Repeat every one of the lines below word for word, but leave the picture out.

^^^^^^^^^^^^^^^^

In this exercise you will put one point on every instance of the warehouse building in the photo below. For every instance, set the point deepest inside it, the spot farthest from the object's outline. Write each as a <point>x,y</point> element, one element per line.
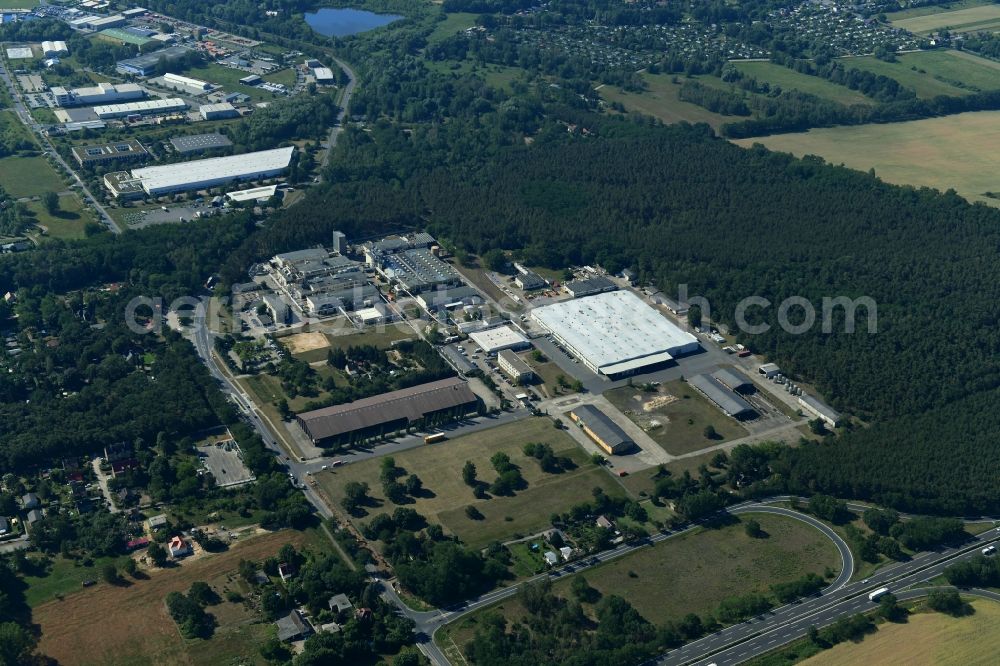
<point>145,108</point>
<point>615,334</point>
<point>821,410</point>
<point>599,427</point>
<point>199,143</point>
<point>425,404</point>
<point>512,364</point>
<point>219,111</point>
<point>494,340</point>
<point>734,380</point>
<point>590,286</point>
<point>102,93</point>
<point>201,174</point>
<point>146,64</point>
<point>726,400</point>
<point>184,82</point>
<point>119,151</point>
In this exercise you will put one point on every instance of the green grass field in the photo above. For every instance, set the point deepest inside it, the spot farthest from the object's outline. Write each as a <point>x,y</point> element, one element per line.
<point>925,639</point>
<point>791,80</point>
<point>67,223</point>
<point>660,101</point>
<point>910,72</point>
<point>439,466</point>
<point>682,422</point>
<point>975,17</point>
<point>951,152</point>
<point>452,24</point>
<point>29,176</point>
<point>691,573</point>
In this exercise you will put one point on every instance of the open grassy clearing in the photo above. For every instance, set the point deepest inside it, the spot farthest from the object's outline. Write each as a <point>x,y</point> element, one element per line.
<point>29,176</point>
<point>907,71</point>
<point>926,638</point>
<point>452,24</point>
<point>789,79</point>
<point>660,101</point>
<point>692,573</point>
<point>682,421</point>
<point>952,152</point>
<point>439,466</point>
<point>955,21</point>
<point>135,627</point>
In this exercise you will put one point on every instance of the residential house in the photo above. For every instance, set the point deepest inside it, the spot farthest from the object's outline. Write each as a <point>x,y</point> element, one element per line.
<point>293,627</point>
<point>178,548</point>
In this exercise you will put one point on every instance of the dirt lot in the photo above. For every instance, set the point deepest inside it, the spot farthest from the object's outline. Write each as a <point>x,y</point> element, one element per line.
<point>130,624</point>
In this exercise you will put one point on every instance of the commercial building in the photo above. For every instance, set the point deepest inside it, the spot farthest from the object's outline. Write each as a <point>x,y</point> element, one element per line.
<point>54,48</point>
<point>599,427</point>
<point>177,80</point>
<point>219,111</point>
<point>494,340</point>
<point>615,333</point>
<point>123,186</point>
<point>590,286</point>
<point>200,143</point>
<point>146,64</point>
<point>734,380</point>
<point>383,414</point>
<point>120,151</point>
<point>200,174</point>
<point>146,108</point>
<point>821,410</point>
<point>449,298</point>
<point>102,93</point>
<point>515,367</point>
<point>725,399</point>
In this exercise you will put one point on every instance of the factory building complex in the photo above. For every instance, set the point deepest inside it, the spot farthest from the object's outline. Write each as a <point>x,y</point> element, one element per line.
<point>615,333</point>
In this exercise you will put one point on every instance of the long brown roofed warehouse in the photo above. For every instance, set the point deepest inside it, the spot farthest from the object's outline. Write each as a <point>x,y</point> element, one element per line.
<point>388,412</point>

^^^^^^^^^^^^^^^^

## OUTPUT OF THE TASK
In this exercise you will put one point on every instance of the warehouse building in the photo below. For every instance, set the point deepest inside it, the spot farthest from the object's outline. Write each as a <point>x,y</point> element, one element per line.
<point>145,108</point>
<point>615,334</point>
<point>821,410</point>
<point>599,427</point>
<point>199,143</point>
<point>425,404</point>
<point>512,364</point>
<point>219,111</point>
<point>494,340</point>
<point>734,380</point>
<point>590,286</point>
<point>102,93</point>
<point>201,174</point>
<point>146,64</point>
<point>726,400</point>
<point>184,82</point>
<point>119,151</point>
In this exercise you will put one point on every instance of the green grass field in the photo above. For every instance, set the point deepest inside it, the spot farthest from the object's outline. Write each as a <point>x,y</point> element, one element per line.
<point>925,639</point>
<point>791,80</point>
<point>67,223</point>
<point>660,101</point>
<point>910,72</point>
<point>439,466</point>
<point>682,422</point>
<point>975,17</point>
<point>951,152</point>
<point>452,24</point>
<point>29,176</point>
<point>691,573</point>
In this exercise you will put one point on every instance of the open grassy clearing in the photo above. For every instance, set the point deepest inside it, the spot farthest from the object's outline. Write each as a <point>x,y</point> element, one element per line.
<point>29,176</point>
<point>907,71</point>
<point>926,638</point>
<point>452,24</point>
<point>789,79</point>
<point>660,101</point>
<point>692,573</point>
<point>682,421</point>
<point>952,152</point>
<point>439,466</point>
<point>955,21</point>
<point>135,627</point>
In this exercise you will put one point on every instance of the residential house in the photo above. For every instance, set the point deepest inside it, the spot farthest from the object's outline. Write each as a <point>x,y</point> element, one element per line.
<point>293,627</point>
<point>178,548</point>
In this exercise you will put one point on every instance of the dirt lot in the photo above. For every instance, set the point deepest inside it, the spot farthest from the object's outline. Write each as a <point>x,y</point> element, one element per line.
<point>130,624</point>
In this exercise you will put one point on every instance of the commercial building in the photo above. For every instance, set the point deepest inside it, the spot farthest from the object's outline. Write each as a <point>x,y</point> element, one element per line.
<point>54,48</point>
<point>599,427</point>
<point>177,80</point>
<point>219,111</point>
<point>494,340</point>
<point>615,333</point>
<point>123,186</point>
<point>590,286</point>
<point>200,143</point>
<point>146,64</point>
<point>734,380</point>
<point>383,414</point>
<point>120,151</point>
<point>200,174</point>
<point>146,108</point>
<point>821,410</point>
<point>449,298</point>
<point>102,93</point>
<point>515,367</point>
<point>725,399</point>
In this exercise you will put one point on every instance of the factory building complex in the photo above. For every instance, set the point deepest inside it, the spot farthest from the object's outline. Write each as a <point>x,y</point> element, one element per line.
<point>615,333</point>
In this exercise you will put one point on every instance of the long brown roofed warehouse in the photo above. For every instance, set the point deepest inside it, the spot farthest from the object's outline. Write each as a <point>x,y</point> element, one element per line.
<point>388,412</point>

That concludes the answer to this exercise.